[[ Extract to read, beginning ]]

The Coming Messenger 3 See, I am sending my messenger to prepare the way before me, and the Lord whom you seek will suddenly come to his temple. The messenger of the covenant in whom you delight—indeed, he is coming, says the Lord of hosts. 2 But who can endure the day of his coming, and who can stand when he appears? For he is like a refiner’s fire and like fullers’ soap; 3 he will sit as a refiner and purifier of silver, and he will purify the descendants of Levi and refine them like gold and silver, until they present offerings to the Lord in righteousness.[a] 4 Then the offering of Judah and Jerusalem will be pleasing to the Lord as in the days of old and as in former years.

Hebrews 2:14-18

14 Since, therefore, the children share flesh and blood, he himself likewise shared the same things, so that through death he might destroy the one who has the power of death, that is, the devil, 15 and free those who all their lives were held in slavery by the fear of death. 16 For it is clear that he did not come to help angels, but the descendants of Abraham. 17 Therefore he had to become like his brothers and sisters[a] in every respect, so that he might be a merciful and faithful high priest in the service of God, to make a sacrifice of atonement for the sins of the people. 18 Because he himself was tested by what he suffered, he is able to help those who are being tested.

[[ Extract to read, end ]]

What you will do ->
1) In the scripture readings, change "devil" to "adversary" and write out the part from "14 Since, therefore, the" up to and including "are being tested.".
2) List every proper name in the scripture readings' section headed "The Coming Messenger", leaving out names for God.
3) Please pick up the scripture readings after their last sentence and continue them.

[[ Source material, beginning ]]

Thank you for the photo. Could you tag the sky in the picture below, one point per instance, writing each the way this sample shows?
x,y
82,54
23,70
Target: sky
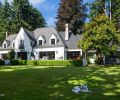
x,y
48,8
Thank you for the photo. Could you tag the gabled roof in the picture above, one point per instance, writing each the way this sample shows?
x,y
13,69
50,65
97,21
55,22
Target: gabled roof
x,y
73,40
9,41
47,33
30,34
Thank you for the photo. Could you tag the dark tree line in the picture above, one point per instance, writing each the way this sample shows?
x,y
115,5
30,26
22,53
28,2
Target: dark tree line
x,y
73,12
19,13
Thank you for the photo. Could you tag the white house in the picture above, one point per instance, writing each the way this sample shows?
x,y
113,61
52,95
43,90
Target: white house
x,y
42,43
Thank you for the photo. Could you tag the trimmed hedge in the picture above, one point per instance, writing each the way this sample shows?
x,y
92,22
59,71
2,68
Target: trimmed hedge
x,y
76,63
1,62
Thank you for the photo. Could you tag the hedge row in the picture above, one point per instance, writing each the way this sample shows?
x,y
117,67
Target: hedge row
x,y
47,62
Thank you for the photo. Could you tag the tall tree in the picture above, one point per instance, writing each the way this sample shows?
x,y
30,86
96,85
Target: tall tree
x,y
73,13
115,11
100,34
5,19
97,7
26,16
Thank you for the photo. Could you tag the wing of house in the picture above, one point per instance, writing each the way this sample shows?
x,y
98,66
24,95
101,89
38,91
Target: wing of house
x,y
42,43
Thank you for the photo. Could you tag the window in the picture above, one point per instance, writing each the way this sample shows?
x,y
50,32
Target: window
x,y
40,42
31,43
21,42
52,41
13,44
73,54
5,46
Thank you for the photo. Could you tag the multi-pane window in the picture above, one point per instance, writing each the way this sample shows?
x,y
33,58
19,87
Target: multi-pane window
x,y
31,43
13,44
5,46
40,42
52,41
21,42
73,54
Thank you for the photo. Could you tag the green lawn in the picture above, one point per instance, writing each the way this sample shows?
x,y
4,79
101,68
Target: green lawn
x,y
56,83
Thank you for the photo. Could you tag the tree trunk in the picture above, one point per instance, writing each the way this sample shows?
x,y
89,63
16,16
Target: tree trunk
x,y
99,57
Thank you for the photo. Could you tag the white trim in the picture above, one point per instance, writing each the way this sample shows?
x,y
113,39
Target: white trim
x,y
76,50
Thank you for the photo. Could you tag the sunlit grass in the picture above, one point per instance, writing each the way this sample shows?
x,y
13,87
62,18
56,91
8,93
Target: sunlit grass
x,y
51,83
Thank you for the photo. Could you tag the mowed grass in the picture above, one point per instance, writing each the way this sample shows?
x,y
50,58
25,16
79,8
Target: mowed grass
x,y
56,83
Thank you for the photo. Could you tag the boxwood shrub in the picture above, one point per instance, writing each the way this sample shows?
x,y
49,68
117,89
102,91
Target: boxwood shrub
x,y
76,63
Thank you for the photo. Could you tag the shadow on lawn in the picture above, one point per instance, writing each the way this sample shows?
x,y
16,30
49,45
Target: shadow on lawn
x,y
57,83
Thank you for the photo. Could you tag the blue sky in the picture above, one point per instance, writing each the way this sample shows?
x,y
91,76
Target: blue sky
x,y
48,8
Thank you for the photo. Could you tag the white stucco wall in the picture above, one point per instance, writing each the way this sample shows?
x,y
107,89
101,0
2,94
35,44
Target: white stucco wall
x,y
59,52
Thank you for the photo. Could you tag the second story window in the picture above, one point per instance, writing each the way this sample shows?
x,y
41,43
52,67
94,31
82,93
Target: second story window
x,y
52,41
5,46
13,44
21,42
40,42
31,43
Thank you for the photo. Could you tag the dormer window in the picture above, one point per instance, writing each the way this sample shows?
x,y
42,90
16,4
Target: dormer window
x,y
21,42
40,42
5,45
13,44
52,41
31,43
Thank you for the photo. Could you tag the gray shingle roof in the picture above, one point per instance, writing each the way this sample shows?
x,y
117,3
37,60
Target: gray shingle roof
x,y
30,34
73,40
9,40
47,33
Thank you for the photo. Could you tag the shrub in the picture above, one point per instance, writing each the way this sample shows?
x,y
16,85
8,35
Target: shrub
x,y
47,62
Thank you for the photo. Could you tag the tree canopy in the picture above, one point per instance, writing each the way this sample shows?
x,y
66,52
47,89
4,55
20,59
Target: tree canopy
x,y
19,13
100,34
73,13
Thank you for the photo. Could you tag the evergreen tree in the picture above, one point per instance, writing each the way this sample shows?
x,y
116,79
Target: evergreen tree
x,y
100,34
115,11
20,13
5,19
71,12
98,7
26,16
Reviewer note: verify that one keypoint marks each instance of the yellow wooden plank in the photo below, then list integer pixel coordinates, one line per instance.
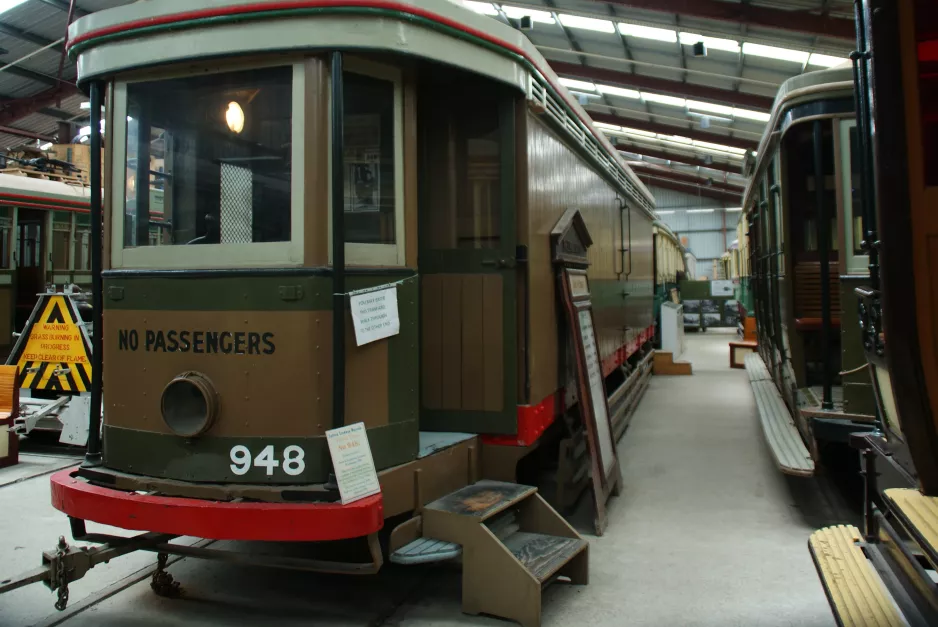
(856, 594)
(920, 510)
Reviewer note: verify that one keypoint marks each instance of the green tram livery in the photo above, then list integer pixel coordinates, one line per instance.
(304, 151)
(884, 574)
(804, 243)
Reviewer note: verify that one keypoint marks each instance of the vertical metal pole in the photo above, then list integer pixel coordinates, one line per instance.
(865, 136)
(338, 243)
(93, 454)
(824, 241)
(870, 489)
(142, 234)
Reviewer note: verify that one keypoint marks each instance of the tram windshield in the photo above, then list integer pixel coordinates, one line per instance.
(208, 159)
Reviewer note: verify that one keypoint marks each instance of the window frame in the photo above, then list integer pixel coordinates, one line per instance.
(383, 255)
(855, 264)
(211, 256)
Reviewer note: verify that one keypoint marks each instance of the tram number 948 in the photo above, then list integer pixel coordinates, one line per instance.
(292, 463)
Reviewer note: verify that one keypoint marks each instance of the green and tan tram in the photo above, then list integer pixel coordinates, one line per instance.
(884, 574)
(802, 211)
(303, 152)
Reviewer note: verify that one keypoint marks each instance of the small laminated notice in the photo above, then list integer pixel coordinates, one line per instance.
(354, 466)
(374, 314)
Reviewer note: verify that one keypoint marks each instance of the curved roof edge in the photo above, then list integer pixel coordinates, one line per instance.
(90, 36)
(808, 87)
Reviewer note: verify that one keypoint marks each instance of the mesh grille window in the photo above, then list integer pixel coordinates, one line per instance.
(209, 159)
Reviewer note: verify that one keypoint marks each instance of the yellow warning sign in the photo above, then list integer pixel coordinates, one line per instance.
(56, 355)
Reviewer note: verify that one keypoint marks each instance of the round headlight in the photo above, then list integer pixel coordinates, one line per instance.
(189, 404)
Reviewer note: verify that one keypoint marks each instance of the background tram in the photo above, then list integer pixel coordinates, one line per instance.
(803, 213)
(45, 234)
(282, 174)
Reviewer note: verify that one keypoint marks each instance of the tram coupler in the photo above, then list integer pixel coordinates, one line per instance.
(162, 582)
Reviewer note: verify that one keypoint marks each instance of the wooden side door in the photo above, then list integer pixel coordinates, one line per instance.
(466, 259)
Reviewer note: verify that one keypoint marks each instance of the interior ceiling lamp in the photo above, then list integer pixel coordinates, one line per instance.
(234, 116)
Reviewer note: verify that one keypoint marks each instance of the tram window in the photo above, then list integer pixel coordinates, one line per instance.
(83, 242)
(369, 137)
(210, 157)
(463, 155)
(6, 237)
(926, 23)
(61, 234)
(853, 200)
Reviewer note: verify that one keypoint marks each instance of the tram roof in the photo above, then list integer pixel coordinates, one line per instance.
(156, 33)
(830, 84)
(42, 193)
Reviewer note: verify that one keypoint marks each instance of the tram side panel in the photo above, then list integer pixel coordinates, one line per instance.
(557, 180)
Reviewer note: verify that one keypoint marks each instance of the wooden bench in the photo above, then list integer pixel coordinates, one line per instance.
(9, 407)
(854, 590)
(739, 350)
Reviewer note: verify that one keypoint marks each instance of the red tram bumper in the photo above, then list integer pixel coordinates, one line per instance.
(215, 520)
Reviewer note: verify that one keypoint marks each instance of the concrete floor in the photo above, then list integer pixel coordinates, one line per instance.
(707, 533)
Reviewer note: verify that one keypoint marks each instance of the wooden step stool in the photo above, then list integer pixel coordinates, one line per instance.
(513, 545)
(664, 364)
(739, 350)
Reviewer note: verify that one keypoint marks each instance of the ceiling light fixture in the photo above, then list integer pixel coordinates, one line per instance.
(234, 116)
(648, 32)
(586, 23)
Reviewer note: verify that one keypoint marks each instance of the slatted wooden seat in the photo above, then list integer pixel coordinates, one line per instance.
(9, 407)
(856, 594)
(814, 324)
(807, 294)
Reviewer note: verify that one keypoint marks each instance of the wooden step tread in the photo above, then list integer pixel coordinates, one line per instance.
(482, 499)
(543, 555)
(426, 550)
(755, 368)
(919, 514)
(855, 592)
(781, 434)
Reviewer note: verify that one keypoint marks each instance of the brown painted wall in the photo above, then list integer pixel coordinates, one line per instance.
(558, 178)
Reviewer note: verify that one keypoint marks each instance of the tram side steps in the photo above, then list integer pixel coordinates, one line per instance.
(789, 450)
(513, 545)
(854, 590)
(918, 515)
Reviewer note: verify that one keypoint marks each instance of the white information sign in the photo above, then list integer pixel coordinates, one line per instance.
(374, 314)
(598, 396)
(722, 287)
(351, 458)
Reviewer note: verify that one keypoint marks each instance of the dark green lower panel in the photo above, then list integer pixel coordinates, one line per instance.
(494, 423)
(208, 459)
(837, 430)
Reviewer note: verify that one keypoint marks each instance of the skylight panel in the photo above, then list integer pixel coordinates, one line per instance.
(712, 43)
(485, 8)
(618, 91)
(517, 13)
(648, 32)
(635, 131)
(746, 114)
(574, 84)
(662, 99)
(586, 23)
(825, 60)
(719, 147)
(6, 5)
(676, 138)
(709, 107)
(771, 52)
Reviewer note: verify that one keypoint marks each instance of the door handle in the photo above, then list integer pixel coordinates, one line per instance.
(499, 263)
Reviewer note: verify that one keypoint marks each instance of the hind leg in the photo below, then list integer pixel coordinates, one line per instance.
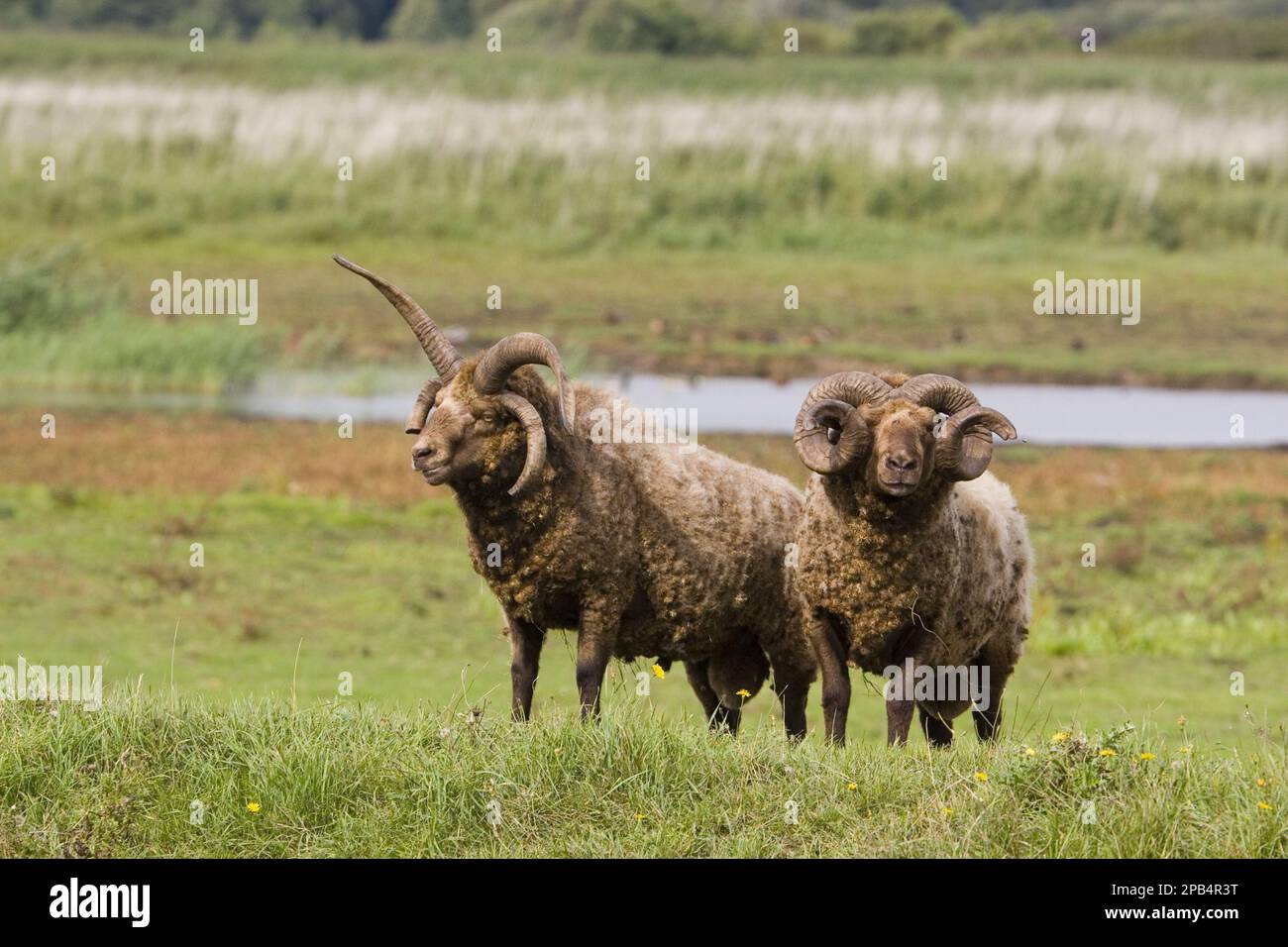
(735, 674)
(829, 650)
(995, 668)
(988, 720)
(711, 707)
(938, 731)
(793, 689)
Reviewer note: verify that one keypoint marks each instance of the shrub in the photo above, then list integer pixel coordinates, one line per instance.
(46, 292)
(1222, 39)
(913, 30)
(660, 26)
(1010, 35)
(432, 20)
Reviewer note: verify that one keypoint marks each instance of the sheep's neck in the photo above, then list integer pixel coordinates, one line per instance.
(889, 515)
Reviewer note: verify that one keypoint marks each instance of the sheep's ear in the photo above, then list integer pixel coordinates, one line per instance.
(536, 432)
(423, 406)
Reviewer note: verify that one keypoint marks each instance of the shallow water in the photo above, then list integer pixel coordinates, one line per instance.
(1094, 415)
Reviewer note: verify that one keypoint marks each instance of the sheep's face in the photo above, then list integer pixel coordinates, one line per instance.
(903, 446)
(468, 436)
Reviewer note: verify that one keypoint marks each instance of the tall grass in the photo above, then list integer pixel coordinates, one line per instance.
(789, 171)
(63, 325)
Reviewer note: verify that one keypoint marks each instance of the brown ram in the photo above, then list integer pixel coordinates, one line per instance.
(643, 548)
(913, 561)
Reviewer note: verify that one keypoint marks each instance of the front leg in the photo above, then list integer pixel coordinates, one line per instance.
(526, 641)
(596, 637)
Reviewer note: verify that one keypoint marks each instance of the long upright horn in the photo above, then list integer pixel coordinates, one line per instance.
(831, 436)
(965, 445)
(441, 352)
(515, 351)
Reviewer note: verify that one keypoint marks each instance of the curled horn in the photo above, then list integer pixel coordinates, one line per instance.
(831, 436)
(965, 445)
(536, 432)
(515, 351)
(423, 406)
(441, 352)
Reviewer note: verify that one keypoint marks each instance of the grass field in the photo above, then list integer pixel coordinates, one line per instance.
(325, 556)
(325, 560)
(146, 777)
(519, 172)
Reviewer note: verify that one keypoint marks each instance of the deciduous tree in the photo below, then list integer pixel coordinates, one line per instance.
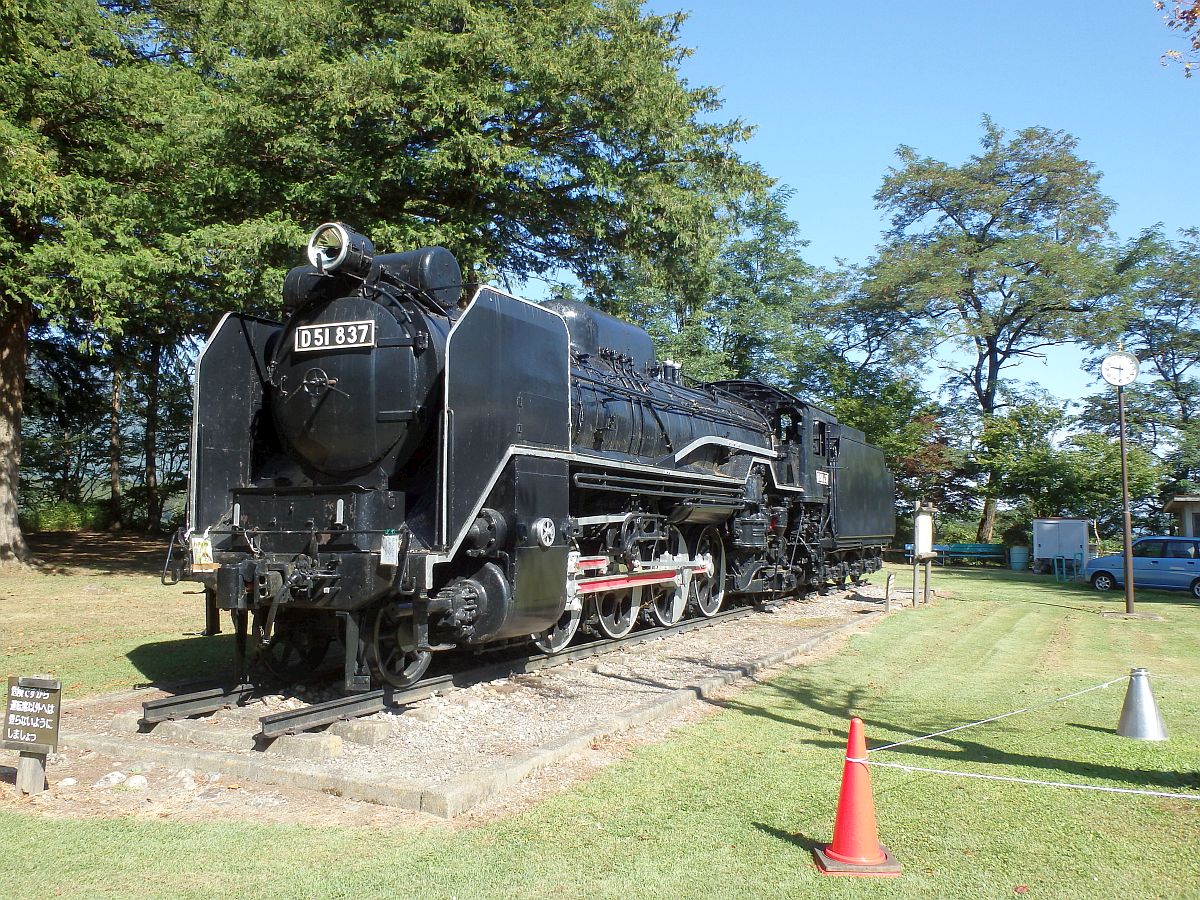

[[ Source material, end ]]

Responses for each task ->
1)
14 Since, therefore, the children share flesh and blood, he himself likewise shared the same things, so that through death he might destroy the one who has the power of death, that is, the adversary, 15 and free those who all their lives were held in slavery by the fear of death. 16 For it is clear that he did not come to help angels, but the descendants of Abraham. 17 Therefore he had to become like his brothers and sisters[a] in every respect, so that he might be a merciful and faithful high priest in the service of God, to make a sacrifice of atonement for the sins of the people. 18 Because he himself was tested by what he suffered, he is able to help those who are being tested.

2) Levi, Judah, Jerusalem

3)
Luke 2:22-40

Jesus Is Presented in the Temple 22 When the time came for their purification according to the law of Moses, they brought him up to Jerusalem to present him to the Lord 23 (as it is written in the law of the Lord, “Every firstborn male shall be designated as holy to the Lord”), 24 and they offered a sacrifice according to what is stated in the law of the Lord, “a pair of turtledoves or two young pigeons.” 25 Now there was a man in Jerusalem whose name was Simeon;[a] this man was righteous and devout, looking forward to the consolation of Israel, and the Holy Spirit rested on him. 26 It had been revealed to him by the Holy Spirit that he would not see death before he had seen the Lord’s Messiah.[b] 27 Guided by the Spirit, Simeon[c] came into the temple; and when the parents brought in the child Jesus, to do for him what was customary under the law, 28 Simeon[d] took him in his arms and praised God, saying, 29 “Master, now you are dismissing your servant[e] in peace, according to your word; 30 for my eyes have seen your salvation, 31 which you have prepared in the presence of all peoples, 32 a light for revelation to the Gentiles and for glory to your people Israel.” 33 And the child’s father and mother were amazed at what was being said about him. 34 Then Simeon[f] blessed them and said to his mother Mary, “This child is destined for the falling and the rising of many in Israel, and to be a sign that will be opposed 35 so that the inner thoughts of many will be revealed—and a sword will pierce your own soul too.” 36 There was also a prophet, Anna[g] the daughter of Phanuel, of the tribe of Asher. She was of a great age, having lived with her husband seven years after her marriage, 37 then as a widow to the age of eighty-four. She never left the temple but worshiped there with fasting and prayer night and day. 38 At that moment she came, and began to praise God and to speak about the child[h] to all who were looking for the redemption of Jerusalem. The Return to Nazareth 39 When they had finished everything required by the law of the Lord, they returned to Galilee, to their own town of Nazareth. 40 The child grew and became strong, filled with wisdom; and the favor of God was upon him.